[Begin]
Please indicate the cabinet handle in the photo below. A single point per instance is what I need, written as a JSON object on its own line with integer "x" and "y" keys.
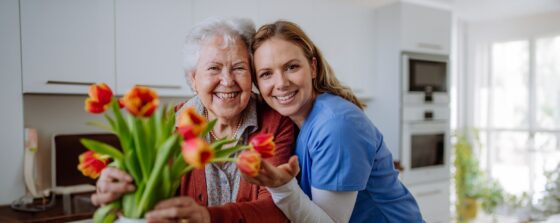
{"x": 432, "y": 192}
{"x": 161, "y": 86}
{"x": 70, "y": 82}
{"x": 429, "y": 46}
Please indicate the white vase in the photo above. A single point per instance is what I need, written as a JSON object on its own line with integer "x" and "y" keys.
{"x": 123, "y": 219}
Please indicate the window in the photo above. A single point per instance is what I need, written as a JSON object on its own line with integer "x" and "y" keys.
{"x": 517, "y": 109}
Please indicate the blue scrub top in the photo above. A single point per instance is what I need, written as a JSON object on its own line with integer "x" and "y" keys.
{"x": 339, "y": 149}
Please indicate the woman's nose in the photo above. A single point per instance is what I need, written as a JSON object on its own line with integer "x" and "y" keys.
{"x": 226, "y": 78}
{"x": 282, "y": 81}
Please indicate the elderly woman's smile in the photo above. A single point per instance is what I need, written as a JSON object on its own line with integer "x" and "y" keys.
{"x": 222, "y": 77}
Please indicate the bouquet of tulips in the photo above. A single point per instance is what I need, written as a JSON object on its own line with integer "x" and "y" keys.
{"x": 155, "y": 151}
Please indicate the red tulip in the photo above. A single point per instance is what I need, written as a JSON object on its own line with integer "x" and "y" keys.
{"x": 196, "y": 152}
{"x": 190, "y": 123}
{"x": 140, "y": 101}
{"x": 249, "y": 163}
{"x": 100, "y": 96}
{"x": 263, "y": 143}
{"x": 92, "y": 163}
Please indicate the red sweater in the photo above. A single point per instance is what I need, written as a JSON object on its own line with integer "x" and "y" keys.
{"x": 254, "y": 203}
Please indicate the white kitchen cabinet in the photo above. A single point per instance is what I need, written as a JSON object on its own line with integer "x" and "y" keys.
{"x": 149, "y": 43}
{"x": 204, "y": 9}
{"x": 67, "y": 45}
{"x": 425, "y": 29}
{"x": 433, "y": 199}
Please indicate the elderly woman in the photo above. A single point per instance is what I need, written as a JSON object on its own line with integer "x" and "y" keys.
{"x": 218, "y": 68}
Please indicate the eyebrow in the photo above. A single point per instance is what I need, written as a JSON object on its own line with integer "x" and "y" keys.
{"x": 283, "y": 65}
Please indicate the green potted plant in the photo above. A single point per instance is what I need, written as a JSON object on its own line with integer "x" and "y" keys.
{"x": 472, "y": 187}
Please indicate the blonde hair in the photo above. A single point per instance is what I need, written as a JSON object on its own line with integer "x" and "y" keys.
{"x": 326, "y": 80}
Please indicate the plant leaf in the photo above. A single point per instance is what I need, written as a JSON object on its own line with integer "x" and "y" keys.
{"x": 100, "y": 125}
{"x": 141, "y": 151}
{"x": 106, "y": 213}
{"x": 227, "y": 152}
{"x": 102, "y": 148}
{"x": 216, "y": 146}
{"x": 162, "y": 157}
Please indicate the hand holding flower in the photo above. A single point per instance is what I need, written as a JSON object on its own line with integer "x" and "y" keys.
{"x": 179, "y": 208}
{"x": 112, "y": 185}
{"x": 274, "y": 176}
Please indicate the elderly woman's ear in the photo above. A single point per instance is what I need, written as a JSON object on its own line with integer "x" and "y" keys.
{"x": 190, "y": 75}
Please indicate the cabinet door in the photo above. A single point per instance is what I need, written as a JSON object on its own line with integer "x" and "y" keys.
{"x": 425, "y": 29}
{"x": 433, "y": 200}
{"x": 204, "y": 9}
{"x": 67, "y": 45}
{"x": 149, "y": 39}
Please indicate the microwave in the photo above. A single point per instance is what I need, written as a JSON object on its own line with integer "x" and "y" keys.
{"x": 425, "y": 78}
{"x": 425, "y": 151}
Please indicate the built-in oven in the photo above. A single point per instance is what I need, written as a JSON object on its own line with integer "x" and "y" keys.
{"x": 425, "y": 144}
{"x": 425, "y": 78}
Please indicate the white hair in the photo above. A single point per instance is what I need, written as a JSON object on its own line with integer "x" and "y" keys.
{"x": 230, "y": 29}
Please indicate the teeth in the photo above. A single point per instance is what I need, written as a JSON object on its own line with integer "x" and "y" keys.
{"x": 286, "y": 97}
{"x": 226, "y": 95}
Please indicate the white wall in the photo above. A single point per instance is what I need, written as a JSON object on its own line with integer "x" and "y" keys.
{"x": 11, "y": 115}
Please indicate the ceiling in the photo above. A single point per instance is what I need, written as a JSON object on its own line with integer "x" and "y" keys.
{"x": 483, "y": 10}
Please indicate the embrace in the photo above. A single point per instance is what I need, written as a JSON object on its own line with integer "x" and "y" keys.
{"x": 331, "y": 164}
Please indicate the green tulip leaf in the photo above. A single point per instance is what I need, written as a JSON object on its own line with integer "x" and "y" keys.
{"x": 102, "y": 148}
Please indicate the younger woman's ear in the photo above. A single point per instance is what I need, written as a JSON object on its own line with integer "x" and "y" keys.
{"x": 314, "y": 68}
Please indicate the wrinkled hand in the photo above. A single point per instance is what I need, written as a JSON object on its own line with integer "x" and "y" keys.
{"x": 178, "y": 208}
{"x": 111, "y": 185}
{"x": 272, "y": 176}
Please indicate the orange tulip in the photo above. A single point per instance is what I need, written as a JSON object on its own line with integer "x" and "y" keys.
{"x": 100, "y": 96}
{"x": 263, "y": 143}
{"x": 190, "y": 123}
{"x": 249, "y": 163}
{"x": 197, "y": 152}
{"x": 92, "y": 163}
{"x": 140, "y": 101}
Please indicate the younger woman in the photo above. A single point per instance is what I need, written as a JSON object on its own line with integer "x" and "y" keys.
{"x": 347, "y": 172}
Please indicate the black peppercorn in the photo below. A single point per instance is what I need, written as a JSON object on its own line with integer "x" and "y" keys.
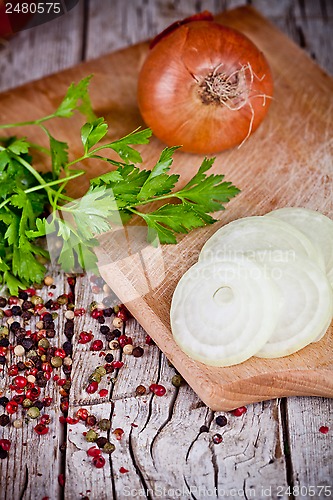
{"x": 67, "y": 347}
{"x": 47, "y": 317}
{"x": 104, "y": 329}
{"x": 221, "y": 420}
{"x": 108, "y": 312}
{"x": 48, "y": 325}
{"x": 66, "y": 369}
{"x": 101, "y": 441}
{"x": 27, "y": 304}
{"x": 48, "y": 304}
{"x": 63, "y": 447}
{"x": 16, "y": 310}
{"x": 50, "y": 333}
{"x": 137, "y": 352}
{"x": 109, "y": 358}
{"x": 41, "y": 381}
{"x": 27, "y": 343}
{"x": 26, "y": 315}
{"x": 3, "y": 302}
{"x": 39, "y": 405}
{"x": 15, "y": 326}
{"x": 4, "y": 401}
{"x": 110, "y": 336}
{"x": 4, "y": 420}
{"x": 20, "y": 338}
{"x": 107, "y": 301}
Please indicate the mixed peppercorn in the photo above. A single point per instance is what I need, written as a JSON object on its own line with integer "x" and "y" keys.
{"x": 38, "y": 363}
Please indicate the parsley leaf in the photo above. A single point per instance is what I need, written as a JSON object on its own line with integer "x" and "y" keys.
{"x": 77, "y": 97}
{"x": 126, "y": 153}
{"x": 59, "y": 155}
{"x": 113, "y": 198}
{"x": 92, "y": 133}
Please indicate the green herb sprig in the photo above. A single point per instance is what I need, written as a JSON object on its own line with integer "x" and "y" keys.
{"x": 25, "y": 193}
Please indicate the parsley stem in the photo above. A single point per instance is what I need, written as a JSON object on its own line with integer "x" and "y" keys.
{"x": 54, "y": 183}
{"x": 23, "y": 124}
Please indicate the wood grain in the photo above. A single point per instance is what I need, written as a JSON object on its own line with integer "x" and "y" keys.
{"x": 269, "y": 176}
{"x": 162, "y": 443}
{"x": 309, "y": 23}
{"x": 25, "y": 473}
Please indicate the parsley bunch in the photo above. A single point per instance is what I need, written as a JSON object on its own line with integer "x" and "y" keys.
{"x": 28, "y": 197}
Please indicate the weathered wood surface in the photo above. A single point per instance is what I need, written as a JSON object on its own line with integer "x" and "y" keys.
{"x": 269, "y": 176}
{"x": 180, "y": 455}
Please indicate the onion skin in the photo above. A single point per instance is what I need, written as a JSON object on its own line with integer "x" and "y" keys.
{"x": 176, "y": 108}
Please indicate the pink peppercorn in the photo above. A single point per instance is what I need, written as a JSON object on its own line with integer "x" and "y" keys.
{"x": 157, "y": 389}
{"x": 82, "y": 414}
{"x": 124, "y": 340}
{"x": 118, "y": 433}
{"x": 41, "y": 429}
{"x": 97, "y": 345}
{"x": 99, "y": 462}
{"x": 94, "y": 452}
{"x": 61, "y": 480}
{"x": 20, "y": 382}
{"x": 92, "y": 387}
{"x": 238, "y": 412}
{"x": 117, "y": 364}
{"x": 5, "y": 444}
{"x": 79, "y": 312}
{"x": 11, "y": 407}
{"x": 96, "y": 313}
{"x": 85, "y": 337}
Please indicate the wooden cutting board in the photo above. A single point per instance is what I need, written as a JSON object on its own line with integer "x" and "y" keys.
{"x": 287, "y": 162}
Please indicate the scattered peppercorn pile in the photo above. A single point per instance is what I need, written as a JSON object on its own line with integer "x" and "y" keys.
{"x": 34, "y": 363}
{"x": 32, "y": 360}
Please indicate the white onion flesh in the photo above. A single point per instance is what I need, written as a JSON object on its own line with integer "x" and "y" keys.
{"x": 307, "y": 305}
{"x": 250, "y": 235}
{"x": 261, "y": 288}
{"x": 224, "y": 312}
{"x": 315, "y": 226}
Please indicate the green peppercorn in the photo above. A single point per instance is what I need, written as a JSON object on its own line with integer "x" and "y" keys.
{"x": 109, "y": 448}
{"x": 62, "y": 300}
{"x": 177, "y": 380}
{"x": 33, "y": 412}
{"x": 104, "y": 424}
{"x": 27, "y": 403}
{"x": 44, "y": 343}
{"x": 101, "y": 442}
{"x": 56, "y": 361}
{"x": 91, "y": 436}
{"x": 95, "y": 377}
{"x": 101, "y": 370}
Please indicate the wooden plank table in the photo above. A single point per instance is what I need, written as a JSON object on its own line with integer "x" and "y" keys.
{"x": 275, "y": 450}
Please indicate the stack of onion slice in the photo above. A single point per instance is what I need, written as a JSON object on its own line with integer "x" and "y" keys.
{"x": 261, "y": 288}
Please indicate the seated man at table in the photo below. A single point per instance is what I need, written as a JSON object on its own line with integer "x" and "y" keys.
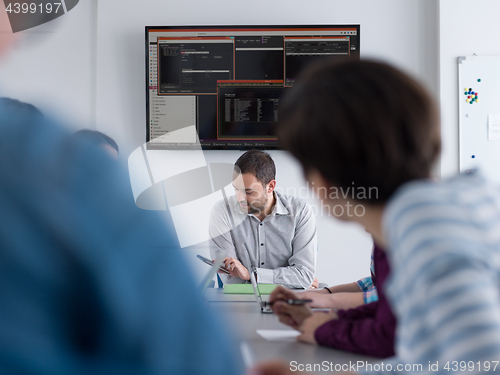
{"x": 259, "y": 227}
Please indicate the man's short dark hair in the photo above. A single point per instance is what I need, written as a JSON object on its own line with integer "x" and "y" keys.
{"x": 361, "y": 124}
{"x": 97, "y": 137}
{"x": 258, "y": 163}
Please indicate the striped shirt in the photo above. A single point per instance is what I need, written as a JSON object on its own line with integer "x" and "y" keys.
{"x": 444, "y": 251}
{"x": 282, "y": 247}
{"x": 368, "y": 286}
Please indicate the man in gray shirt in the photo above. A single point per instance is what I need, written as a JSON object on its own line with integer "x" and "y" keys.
{"x": 259, "y": 227}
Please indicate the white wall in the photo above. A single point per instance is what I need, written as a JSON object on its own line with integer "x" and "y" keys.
{"x": 402, "y": 32}
{"x": 466, "y": 27}
{"x": 66, "y": 70}
{"x": 53, "y": 67}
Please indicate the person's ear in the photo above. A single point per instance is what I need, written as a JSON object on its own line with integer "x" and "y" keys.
{"x": 271, "y": 186}
{"x": 317, "y": 180}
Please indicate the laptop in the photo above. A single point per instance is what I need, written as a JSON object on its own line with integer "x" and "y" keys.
{"x": 263, "y": 306}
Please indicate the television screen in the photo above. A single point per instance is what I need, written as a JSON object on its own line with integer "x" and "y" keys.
{"x": 219, "y": 87}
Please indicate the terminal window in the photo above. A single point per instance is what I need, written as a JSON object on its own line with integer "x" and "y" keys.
{"x": 225, "y": 84}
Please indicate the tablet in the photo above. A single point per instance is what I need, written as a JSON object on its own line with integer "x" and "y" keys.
{"x": 211, "y": 263}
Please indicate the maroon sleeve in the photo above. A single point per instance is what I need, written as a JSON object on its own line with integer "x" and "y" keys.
{"x": 368, "y": 329}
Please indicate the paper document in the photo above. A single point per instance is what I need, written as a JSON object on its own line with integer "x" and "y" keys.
{"x": 278, "y": 335}
{"x": 248, "y": 289}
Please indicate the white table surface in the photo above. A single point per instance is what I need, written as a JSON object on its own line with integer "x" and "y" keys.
{"x": 243, "y": 314}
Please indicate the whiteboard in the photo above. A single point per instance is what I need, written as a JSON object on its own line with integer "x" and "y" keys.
{"x": 479, "y": 114}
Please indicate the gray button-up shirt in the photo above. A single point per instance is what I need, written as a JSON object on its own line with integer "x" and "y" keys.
{"x": 282, "y": 247}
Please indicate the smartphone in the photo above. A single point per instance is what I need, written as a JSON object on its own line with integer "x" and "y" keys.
{"x": 209, "y": 262}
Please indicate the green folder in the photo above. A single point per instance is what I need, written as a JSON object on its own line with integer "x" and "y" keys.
{"x": 248, "y": 289}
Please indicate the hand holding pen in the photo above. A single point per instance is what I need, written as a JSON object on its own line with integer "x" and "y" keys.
{"x": 290, "y": 309}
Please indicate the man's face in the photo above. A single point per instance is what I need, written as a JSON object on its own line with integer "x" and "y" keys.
{"x": 250, "y": 193}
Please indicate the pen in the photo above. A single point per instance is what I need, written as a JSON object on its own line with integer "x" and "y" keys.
{"x": 292, "y": 301}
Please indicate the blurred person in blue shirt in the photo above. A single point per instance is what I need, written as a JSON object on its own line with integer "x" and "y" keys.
{"x": 89, "y": 282}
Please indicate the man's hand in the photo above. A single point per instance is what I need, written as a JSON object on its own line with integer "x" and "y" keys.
{"x": 292, "y": 316}
{"x": 309, "y": 326}
{"x": 236, "y": 269}
{"x": 315, "y": 284}
{"x": 277, "y": 367}
{"x": 319, "y": 299}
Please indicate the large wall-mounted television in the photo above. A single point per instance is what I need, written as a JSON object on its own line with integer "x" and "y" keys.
{"x": 219, "y": 87}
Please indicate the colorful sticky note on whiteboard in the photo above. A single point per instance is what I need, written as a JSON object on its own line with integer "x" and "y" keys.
{"x": 493, "y": 127}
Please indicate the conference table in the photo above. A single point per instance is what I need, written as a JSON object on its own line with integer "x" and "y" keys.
{"x": 243, "y": 315}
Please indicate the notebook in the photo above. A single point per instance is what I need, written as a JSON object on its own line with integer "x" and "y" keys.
{"x": 248, "y": 289}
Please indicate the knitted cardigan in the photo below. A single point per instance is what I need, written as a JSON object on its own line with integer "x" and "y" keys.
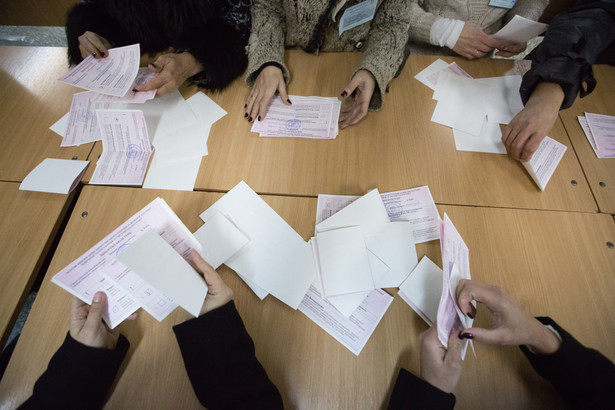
{"x": 477, "y": 13}
{"x": 313, "y": 25}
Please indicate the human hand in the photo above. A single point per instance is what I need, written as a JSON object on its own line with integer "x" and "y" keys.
{"x": 475, "y": 43}
{"x": 218, "y": 294}
{"x": 440, "y": 367}
{"x": 86, "y": 325}
{"x": 527, "y": 129}
{"x": 173, "y": 69}
{"x": 509, "y": 50}
{"x": 510, "y": 324}
{"x": 91, "y": 43}
{"x": 269, "y": 80}
{"x": 357, "y": 96}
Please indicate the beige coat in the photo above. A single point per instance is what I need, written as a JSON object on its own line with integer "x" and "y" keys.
{"x": 278, "y": 24}
{"x": 477, "y": 13}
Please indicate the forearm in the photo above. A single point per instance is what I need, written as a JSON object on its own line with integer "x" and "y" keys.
{"x": 266, "y": 43}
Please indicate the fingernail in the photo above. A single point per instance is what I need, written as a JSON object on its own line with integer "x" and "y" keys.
{"x": 465, "y": 335}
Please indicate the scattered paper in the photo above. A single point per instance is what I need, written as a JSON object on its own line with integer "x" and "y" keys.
{"x": 277, "y": 259}
{"x": 126, "y": 148}
{"x": 153, "y": 259}
{"x": 307, "y": 117}
{"x": 519, "y": 30}
{"x": 544, "y": 161}
{"x": 220, "y": 240}
{"x": 58, "y": 176}
{"x": 98, "y": 268}
{"x": 112, "y": 75}
{"x": 423, "y": 289}
{"x": 352, "y": 332}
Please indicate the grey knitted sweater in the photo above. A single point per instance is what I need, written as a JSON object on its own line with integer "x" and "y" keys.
{"x": 278, "y": 24}
{"x": 477, "y": 13}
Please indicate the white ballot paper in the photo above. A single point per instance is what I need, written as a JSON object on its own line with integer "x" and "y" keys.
{"x": 544, "y": 161}
{"x": 220, "y": 240}
{"x": 58, "y": 176}
{"x": 519, "y": 30}
{"x": 153, "y": 259}
{"x": 126, "y": 148}
{"x": 112, "y": 75}
{"x": 307, "y": 117}
{"x": 423, "y": 289}
{"x": 98, "y": 268}
{"x": 82, "y": 124}
{"x": 277, "y": 259}
{"x": 358, "y": 14}
{"x": 353, "y": 332}
{"x": 139, "y": 97}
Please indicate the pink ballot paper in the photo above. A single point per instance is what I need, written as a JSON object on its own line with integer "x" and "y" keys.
{"x": 455, "y": 266}
{"x": 99, "y": 270}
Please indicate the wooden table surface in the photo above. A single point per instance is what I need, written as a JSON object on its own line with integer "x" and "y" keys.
{"x": 600, "y": 172}
{"x": 33, "y": 100}
{"x": 553, "y": 263}
{"x": 395, "y": 148}
{"x": 29, "y": 224}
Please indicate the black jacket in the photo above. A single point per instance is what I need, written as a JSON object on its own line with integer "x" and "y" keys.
{"x": 215, "y": 32}
{"x": 576, "y": 39}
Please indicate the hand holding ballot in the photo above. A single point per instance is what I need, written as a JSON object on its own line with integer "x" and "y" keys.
{"x": 510, "y": 324}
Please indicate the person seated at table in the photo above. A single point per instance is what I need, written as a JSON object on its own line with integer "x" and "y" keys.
{"x": 583, "y": 377}
{"x": 217, "y": 350}
{"x": 464, "y": 27}
{"x": 314, "y": 27}
{"x": 208, "y": 37}
{"x": 561, "y": 65}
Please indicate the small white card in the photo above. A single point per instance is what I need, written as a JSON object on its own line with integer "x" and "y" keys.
{"x": 58, "y": 176}
{"x": 152, "y": 258}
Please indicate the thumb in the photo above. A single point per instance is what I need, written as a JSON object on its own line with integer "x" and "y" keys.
{"x": 98, "y": 307}
{"x": 352, "y": 85}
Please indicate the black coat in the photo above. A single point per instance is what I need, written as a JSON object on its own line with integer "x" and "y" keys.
{"x": 215, "y": 32}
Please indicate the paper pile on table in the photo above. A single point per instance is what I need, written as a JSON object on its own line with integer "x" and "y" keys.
{"x": 306, "y": 117}
{"x": 600, "y": 132}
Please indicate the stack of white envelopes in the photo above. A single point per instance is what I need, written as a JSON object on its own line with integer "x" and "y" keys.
{"x": 306, "y": 117}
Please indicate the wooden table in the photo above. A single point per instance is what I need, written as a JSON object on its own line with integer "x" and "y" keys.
{"x": 395, "y": 148}
{"x": 554, "y": 263}
{"x": 32, "y": 101}
{"x": 600, "y": 172}
{"x": 29, "y": 224}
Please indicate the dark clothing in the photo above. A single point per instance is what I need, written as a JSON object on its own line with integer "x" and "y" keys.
{"x": 582, "y": 376}
{"x": 218, "y": 354}
{"x": 576, "y": 39}
{"x": 78, "y": 376}
{"x": 219, "y": 357}
{"x": 215, "y": 32}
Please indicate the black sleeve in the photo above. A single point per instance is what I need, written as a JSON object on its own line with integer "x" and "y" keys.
{"x": 582, "y": 376}
{"x": 90, "y": 16}
{"x": 221, "y": 364}
{"x": 411, "y": 392}
{"x": 573, "y": 42}
{"x": 78, "y": 377}
{"x": 221, "y": 50}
[End]
■ TASK TO CARRY OUT
Your task is to return, exactly and on their own, the lines from the one containing "Please indicate the small" through the last line of the listing.

■ OUTPUT
Please indicate the small white card in the photo above. A single point per instance is what I need, written as a JSON object on its own line with integer "x" and "y" keys.
{"x": 58, "y": 176}
{"x": 152, "y": 258}
Please indicate the thumb in the photo above. A single point per instance is what I need, written as a JSON object on its own line with integer "x" and "y" keys.
{"x": 98, "y": 307}
{"x": 352, "y": 85}
Please indicate the black coat in the photo above. A single point per instance is what I need, written as a JSON object on its own line with integer "x" and "y" keys.
{"x": 215, "y": 32}
Please indicate the paper pile on table in the photo above. A single point per instance is what I need, written as a JSON object on its own line with integer "x" and "y" keys.
{"x": 306, "y": 117}
{"x": 600, "y": 132}
Please indicate the stack of white envelopes in the photo above. A single point per instance is what I need, written as a JSON object on its own line with integer "x" and "y" keys.
{"x": 306, "y": 117}
Please indicate the wooden table in the photo above. A single point per instance is what I need, written as a JSON object on its own line with integer "x" and "y" keys.
{"x": 395, "y": 148}
{"x": 554, "y": 263}
{"x": 32, "y": 101}
{"x": 600, "y": 172}
{"x": 29, "y": 224}
Please indicate the dark clothing in the photo above. A single point per instance is what I need, written as a JSON object on its own line with integer "x" and "y" keys.
{"x": 582, "y": 376}
{"x": 218, "y": 354}
{"x": 576, "y": 39}
{"x": 78, "y": 376}
{"x": 219, "y": 357}
{"x": 215, "y": 32}
Please indicate the black sleeve in the photo above. A single point per instance is what I need, written as a JSON object on its own line with integer "x" and "y" keys.
{"x": 582, "y": 376}
{"x": 90, "y": 16}
{"x": 221, "y": 364}
{"x": 411, "y": 392}
{"x": 573, "y": 42}
{"x": 78, "y": 377}
{"x": 221, "y": 50}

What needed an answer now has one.